#### Source
+ + + + +

Those sudden moments in our lives when we realize God’s spirit moving and working among us should provide us with a sense that God knows what he does. Jesus told those who gathered that day that this day of birthing would come. And maybe that is what it comes down to for us. The faith that we must have in what God in Christ has said will be done. It is strange in the Gospel stories that when God’s promises in Christ, such as the resurrection or the coming of the Holy Spirit, do happen there is always such surprise and awe. Suddenly, God comes, God works, the spirit of God breaks through, and life is never the same again.

It is amazing what God does in the midst of community. It was not by accident that they were all together in one place. God calls us to be such a community. When the community gathers, who knows what God might do among us? One Wednesday evening, overwhelmed by life, frustrated by change, focusing on me, the community gathered. Suddenly, the spirit of God moved and everything changed. “Suddenly” brings with it a new perspective and a new way of seeing. Suddenly, thank God for suddenly.

Week 2: Filled!

+ + + + +

#### Records supplied

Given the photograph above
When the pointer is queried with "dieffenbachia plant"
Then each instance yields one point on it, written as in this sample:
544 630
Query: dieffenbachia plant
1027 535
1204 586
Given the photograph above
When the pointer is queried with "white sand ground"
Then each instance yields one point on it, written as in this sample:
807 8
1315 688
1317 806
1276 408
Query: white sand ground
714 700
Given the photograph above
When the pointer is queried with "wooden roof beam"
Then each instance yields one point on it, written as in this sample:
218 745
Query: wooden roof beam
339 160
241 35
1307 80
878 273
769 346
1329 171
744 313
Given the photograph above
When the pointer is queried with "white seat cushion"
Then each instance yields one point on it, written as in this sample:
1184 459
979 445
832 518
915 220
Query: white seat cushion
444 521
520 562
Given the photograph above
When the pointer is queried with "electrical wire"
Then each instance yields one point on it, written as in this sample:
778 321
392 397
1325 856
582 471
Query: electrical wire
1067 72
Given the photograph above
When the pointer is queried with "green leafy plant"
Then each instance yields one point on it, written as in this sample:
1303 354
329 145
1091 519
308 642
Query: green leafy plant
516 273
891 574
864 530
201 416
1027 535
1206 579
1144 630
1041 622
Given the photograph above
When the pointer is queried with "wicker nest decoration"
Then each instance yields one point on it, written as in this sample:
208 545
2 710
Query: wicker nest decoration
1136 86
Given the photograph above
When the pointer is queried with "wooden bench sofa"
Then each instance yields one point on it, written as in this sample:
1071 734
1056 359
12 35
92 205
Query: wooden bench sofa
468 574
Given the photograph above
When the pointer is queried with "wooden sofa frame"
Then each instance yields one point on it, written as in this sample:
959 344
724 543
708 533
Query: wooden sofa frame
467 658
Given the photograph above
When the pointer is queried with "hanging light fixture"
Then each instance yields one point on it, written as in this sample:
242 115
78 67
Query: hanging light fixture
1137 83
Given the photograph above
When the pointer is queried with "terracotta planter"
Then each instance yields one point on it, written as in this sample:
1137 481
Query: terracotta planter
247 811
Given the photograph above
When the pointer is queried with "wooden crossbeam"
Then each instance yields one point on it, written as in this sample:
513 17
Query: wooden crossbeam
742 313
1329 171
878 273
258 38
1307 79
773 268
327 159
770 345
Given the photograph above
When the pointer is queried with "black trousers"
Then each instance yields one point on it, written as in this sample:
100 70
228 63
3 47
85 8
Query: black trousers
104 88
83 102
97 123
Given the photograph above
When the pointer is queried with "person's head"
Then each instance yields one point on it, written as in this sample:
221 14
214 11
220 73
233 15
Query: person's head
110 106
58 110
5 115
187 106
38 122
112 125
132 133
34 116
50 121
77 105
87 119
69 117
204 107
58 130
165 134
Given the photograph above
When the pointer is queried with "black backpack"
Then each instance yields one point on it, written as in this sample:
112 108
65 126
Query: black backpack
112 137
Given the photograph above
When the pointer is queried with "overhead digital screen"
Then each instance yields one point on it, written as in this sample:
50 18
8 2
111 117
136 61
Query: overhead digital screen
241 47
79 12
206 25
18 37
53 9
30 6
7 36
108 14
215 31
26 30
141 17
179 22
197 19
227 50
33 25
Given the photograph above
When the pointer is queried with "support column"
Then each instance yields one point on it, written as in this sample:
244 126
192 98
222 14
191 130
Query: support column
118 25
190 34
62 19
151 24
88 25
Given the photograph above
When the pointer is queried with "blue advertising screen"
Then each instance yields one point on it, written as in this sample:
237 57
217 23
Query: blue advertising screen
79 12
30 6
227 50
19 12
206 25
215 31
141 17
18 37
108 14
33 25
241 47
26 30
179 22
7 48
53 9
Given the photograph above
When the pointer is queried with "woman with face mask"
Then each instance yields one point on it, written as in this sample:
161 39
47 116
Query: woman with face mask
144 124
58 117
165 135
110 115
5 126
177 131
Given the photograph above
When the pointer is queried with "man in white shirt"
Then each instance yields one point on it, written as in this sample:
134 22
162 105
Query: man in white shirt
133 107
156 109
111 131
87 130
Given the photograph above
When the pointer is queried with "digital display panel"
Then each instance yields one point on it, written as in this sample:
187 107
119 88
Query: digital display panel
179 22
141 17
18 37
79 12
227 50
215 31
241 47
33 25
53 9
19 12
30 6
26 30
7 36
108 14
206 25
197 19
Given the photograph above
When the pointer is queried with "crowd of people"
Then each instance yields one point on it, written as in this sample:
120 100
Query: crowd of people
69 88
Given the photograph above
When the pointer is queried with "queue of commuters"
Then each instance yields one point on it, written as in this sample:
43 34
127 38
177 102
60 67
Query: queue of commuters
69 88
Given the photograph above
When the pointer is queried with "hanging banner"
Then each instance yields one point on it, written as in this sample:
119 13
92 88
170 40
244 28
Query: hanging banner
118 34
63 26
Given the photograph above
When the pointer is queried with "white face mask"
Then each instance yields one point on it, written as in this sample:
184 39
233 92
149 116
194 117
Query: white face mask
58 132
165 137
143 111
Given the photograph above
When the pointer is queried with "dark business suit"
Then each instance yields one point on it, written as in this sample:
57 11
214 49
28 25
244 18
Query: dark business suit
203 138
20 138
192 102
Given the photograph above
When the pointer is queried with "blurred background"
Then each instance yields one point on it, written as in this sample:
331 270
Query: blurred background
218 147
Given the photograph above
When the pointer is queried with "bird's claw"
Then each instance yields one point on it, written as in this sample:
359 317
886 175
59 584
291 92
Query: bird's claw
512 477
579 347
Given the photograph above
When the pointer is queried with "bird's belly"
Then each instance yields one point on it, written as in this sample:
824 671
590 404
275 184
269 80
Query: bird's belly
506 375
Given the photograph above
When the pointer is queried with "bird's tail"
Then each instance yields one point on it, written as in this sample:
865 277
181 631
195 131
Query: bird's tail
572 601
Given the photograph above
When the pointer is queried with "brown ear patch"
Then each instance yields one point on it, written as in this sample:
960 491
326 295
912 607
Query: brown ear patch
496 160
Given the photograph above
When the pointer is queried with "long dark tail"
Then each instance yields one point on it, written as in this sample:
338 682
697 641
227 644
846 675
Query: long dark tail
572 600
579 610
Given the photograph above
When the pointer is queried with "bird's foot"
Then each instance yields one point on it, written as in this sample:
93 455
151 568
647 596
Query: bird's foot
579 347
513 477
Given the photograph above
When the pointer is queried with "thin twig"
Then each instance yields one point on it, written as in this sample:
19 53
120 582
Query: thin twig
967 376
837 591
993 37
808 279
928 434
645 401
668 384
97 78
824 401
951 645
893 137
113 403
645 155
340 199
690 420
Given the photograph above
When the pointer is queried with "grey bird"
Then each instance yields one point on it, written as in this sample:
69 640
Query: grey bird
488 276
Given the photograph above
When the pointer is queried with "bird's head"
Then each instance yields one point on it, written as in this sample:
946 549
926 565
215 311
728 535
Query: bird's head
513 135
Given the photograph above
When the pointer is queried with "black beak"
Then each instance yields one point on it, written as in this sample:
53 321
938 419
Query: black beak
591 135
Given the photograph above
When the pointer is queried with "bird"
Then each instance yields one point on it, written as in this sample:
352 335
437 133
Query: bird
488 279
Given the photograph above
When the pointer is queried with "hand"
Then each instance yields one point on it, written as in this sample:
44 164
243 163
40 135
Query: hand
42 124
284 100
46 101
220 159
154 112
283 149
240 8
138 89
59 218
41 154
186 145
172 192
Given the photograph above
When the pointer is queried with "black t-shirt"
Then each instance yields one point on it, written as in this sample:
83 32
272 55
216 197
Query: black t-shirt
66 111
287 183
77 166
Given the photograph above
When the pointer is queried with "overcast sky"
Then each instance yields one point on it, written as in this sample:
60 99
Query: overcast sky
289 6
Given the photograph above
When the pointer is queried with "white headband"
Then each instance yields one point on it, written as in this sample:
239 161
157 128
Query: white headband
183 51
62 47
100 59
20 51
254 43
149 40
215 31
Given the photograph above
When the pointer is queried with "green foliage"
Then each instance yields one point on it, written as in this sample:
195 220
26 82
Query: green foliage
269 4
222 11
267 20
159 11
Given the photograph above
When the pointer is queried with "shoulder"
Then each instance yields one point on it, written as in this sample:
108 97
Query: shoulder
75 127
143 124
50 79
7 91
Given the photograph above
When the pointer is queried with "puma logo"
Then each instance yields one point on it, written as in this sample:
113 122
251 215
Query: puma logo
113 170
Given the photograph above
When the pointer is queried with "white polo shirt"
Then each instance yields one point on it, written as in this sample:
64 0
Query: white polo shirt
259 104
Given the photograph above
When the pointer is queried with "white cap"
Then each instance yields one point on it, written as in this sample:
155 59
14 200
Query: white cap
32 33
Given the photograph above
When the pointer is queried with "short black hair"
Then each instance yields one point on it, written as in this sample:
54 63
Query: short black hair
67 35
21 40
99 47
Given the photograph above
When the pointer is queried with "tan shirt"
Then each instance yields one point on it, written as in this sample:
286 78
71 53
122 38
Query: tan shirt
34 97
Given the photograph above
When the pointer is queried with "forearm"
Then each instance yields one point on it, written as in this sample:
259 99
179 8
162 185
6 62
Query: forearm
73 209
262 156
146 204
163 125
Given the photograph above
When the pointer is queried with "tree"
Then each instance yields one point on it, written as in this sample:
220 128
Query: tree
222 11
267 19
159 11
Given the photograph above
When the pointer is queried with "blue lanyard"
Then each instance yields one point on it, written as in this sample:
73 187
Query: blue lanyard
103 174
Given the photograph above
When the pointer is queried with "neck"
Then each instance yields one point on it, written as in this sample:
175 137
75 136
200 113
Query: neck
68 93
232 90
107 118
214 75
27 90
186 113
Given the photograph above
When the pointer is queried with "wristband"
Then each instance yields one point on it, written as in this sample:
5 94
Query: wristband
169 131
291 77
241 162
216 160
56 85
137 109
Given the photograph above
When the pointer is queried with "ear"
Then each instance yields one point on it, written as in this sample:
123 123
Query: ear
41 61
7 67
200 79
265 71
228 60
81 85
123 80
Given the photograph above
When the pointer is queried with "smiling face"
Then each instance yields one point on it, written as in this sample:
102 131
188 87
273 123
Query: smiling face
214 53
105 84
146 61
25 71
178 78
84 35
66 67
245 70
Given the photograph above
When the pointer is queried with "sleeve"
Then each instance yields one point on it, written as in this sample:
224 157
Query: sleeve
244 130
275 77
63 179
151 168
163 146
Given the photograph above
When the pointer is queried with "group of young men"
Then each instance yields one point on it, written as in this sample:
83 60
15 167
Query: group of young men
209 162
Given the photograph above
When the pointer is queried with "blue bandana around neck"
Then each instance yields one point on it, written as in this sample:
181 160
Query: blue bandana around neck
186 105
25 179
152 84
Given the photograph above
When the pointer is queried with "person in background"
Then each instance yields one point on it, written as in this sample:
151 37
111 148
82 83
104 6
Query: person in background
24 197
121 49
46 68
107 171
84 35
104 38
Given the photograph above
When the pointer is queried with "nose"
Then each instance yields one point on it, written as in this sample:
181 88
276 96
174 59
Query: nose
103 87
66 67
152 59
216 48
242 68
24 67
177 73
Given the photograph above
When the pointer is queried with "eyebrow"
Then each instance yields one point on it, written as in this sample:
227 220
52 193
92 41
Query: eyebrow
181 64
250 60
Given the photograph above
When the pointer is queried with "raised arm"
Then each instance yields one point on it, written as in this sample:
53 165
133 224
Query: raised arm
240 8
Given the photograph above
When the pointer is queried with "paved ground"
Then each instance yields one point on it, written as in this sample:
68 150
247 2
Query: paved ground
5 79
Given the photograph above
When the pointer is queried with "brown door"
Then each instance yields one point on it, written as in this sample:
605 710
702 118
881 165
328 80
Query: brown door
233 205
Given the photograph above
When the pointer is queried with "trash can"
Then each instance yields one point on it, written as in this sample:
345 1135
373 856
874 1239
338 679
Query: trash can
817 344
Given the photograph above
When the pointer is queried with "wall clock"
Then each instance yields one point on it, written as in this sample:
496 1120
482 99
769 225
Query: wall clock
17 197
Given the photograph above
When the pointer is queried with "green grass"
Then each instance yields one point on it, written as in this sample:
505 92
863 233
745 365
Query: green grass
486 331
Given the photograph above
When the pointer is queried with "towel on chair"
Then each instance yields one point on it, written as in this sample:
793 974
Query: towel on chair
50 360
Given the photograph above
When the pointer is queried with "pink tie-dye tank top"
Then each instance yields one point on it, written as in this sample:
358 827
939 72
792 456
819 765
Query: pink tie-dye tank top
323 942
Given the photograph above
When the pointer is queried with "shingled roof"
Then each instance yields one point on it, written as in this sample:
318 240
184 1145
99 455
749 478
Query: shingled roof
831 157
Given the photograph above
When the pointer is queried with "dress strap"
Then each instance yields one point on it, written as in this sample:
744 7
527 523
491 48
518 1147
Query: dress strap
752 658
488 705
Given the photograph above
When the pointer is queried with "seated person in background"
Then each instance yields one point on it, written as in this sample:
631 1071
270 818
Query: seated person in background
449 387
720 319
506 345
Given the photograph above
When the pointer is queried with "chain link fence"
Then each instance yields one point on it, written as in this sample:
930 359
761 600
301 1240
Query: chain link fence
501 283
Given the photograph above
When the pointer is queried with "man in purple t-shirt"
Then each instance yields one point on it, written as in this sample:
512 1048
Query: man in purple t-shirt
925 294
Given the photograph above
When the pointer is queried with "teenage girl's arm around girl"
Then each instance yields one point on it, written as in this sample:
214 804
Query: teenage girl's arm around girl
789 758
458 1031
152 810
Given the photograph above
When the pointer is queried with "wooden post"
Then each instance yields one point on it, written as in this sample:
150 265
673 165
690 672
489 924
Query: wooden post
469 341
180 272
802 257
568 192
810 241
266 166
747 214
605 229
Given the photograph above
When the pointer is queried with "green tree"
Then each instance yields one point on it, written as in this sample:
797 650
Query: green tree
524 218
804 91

+ + + + +

#### Job
In the reflection on God's spirit above, on what evening of the week did the community gather? Please answer briefly.

#### Worked answer
Wednesday evening.